→ **WHAT THIS TASK INVOLVES**:
From the line with "the woman's forearm?" down to the final line of the material below, quote every line exactly and leave out all lines before it.
*** Begin section ***
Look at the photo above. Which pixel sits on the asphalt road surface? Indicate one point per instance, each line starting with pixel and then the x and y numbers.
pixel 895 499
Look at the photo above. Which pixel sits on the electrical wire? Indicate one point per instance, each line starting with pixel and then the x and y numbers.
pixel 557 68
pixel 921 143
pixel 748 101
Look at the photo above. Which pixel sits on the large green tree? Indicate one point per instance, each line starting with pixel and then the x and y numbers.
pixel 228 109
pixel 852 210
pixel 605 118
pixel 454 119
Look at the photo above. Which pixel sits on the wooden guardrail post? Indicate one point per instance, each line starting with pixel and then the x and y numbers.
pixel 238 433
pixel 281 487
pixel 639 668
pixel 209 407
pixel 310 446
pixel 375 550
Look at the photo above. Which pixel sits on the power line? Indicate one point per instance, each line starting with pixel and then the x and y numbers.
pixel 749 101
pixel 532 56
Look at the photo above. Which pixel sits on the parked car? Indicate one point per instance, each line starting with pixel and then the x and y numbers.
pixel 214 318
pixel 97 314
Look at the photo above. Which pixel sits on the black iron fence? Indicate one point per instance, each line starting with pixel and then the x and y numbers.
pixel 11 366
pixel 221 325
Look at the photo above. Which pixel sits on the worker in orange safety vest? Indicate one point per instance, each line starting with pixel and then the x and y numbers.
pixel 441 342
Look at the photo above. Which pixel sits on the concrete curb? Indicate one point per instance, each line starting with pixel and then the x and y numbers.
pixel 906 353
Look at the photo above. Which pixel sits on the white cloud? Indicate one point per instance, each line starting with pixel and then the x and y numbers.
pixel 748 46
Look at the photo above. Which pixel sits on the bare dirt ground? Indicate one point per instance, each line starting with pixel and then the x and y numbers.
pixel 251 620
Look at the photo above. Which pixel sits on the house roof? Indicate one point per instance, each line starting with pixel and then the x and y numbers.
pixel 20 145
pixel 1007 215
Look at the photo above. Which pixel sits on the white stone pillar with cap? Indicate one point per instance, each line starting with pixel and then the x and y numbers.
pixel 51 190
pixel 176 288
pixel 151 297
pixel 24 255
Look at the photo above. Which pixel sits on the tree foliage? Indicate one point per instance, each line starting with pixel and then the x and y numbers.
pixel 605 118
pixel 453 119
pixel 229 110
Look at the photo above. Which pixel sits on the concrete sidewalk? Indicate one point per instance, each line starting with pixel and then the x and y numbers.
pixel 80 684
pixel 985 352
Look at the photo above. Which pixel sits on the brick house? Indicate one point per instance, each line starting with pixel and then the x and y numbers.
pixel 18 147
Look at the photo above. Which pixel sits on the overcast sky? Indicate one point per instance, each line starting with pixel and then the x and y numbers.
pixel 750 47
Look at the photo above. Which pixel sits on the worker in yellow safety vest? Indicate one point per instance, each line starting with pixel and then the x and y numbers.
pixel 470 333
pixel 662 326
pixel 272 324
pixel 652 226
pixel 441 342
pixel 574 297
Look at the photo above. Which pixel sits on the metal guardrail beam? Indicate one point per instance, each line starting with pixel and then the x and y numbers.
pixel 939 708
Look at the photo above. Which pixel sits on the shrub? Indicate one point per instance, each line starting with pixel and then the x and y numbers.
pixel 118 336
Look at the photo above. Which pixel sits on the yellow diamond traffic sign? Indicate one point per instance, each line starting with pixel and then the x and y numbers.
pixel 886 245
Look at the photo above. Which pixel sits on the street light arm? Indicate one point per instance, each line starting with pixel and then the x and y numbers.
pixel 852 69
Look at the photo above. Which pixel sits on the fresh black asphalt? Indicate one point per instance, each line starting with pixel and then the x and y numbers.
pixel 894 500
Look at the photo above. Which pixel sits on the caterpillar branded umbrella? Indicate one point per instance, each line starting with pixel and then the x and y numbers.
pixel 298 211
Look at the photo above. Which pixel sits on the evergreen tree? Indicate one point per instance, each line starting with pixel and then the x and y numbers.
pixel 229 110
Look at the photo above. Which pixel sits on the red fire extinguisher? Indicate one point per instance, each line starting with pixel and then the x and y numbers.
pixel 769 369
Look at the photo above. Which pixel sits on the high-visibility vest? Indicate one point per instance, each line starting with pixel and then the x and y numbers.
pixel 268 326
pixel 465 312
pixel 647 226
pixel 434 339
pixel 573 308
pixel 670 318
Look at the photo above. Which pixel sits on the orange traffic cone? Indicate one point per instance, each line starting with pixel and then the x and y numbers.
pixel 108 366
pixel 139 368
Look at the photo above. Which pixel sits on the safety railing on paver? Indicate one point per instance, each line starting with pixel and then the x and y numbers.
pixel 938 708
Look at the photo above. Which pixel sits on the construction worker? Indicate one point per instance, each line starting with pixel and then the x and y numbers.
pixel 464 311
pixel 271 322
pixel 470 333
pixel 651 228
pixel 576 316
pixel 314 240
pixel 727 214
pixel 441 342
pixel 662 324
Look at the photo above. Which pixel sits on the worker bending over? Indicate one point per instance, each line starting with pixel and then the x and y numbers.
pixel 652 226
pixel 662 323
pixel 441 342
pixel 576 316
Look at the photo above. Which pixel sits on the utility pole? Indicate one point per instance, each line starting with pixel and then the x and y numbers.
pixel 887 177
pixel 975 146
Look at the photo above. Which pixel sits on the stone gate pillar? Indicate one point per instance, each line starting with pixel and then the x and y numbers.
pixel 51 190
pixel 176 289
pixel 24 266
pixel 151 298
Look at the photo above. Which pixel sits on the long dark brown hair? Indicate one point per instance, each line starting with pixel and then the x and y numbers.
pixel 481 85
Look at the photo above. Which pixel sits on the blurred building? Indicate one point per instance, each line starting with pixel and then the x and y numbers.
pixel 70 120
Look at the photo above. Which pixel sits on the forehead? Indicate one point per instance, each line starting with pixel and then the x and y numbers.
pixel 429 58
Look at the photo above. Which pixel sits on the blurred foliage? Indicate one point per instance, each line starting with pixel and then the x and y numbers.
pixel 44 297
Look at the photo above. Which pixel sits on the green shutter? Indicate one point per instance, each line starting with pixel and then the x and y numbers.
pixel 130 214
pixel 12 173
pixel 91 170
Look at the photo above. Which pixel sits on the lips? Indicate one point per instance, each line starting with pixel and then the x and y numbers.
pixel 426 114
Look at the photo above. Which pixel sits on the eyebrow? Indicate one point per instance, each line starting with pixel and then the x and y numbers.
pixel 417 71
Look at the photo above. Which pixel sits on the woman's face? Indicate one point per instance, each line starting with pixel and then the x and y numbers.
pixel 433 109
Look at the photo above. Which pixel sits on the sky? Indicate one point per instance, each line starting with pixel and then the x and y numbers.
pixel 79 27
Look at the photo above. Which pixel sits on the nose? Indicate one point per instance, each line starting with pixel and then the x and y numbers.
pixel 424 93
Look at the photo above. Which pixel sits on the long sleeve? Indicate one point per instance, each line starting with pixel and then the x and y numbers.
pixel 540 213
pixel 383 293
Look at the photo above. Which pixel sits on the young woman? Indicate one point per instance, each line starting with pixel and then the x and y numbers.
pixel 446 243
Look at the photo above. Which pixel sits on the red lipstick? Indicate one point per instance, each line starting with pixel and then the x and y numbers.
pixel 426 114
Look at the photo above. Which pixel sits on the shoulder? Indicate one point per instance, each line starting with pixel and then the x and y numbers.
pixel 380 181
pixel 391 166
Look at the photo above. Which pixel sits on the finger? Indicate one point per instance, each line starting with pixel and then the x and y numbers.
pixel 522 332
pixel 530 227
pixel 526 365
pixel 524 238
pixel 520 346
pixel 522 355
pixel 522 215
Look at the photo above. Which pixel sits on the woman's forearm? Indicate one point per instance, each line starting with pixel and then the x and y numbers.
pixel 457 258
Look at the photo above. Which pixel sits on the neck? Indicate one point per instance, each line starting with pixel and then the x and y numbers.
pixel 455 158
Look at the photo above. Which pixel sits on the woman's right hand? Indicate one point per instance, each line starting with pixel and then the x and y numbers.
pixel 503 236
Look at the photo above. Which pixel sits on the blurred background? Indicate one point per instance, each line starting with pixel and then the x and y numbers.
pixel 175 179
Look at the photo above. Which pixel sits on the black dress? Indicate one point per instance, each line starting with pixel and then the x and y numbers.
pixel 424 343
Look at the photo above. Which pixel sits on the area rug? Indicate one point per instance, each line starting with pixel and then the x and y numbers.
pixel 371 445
*** End section ***
→ **EXERCISE SOLUTION**:
Look at the photo above. Which pixel sits on the woman's forearm? Indicate one point per instance, each line starting with pixel and then the x and y numbers.
pixel 457 258
Look at the photo above. Which pixel sits on the neck? Indicate one point per instance, each line starting with pixel and then the x and y numbers.
pixel 455 158
Look at the photo above. Which pixel sits on the woman's right hand? Indicate one point per instance, each line starting with pixel and then the x and y numbers.
pixel 503 236
Look at the photo above. Which pixel sits on the blurred background? Indicate one point per instance, each line starting with pixel and then the x and y numbers.
pixel 175 179
Look at the photo above. Which pixel sits on the black dress? Indicate one point per instance, each line starting with pixel and then the x and y numbers.
pixel 424 343
Look at the photo above. Which pixel sits on the area rug? Indicate one point per instance, each line starting with pixel and then the x and y numbers.
pixel 371 445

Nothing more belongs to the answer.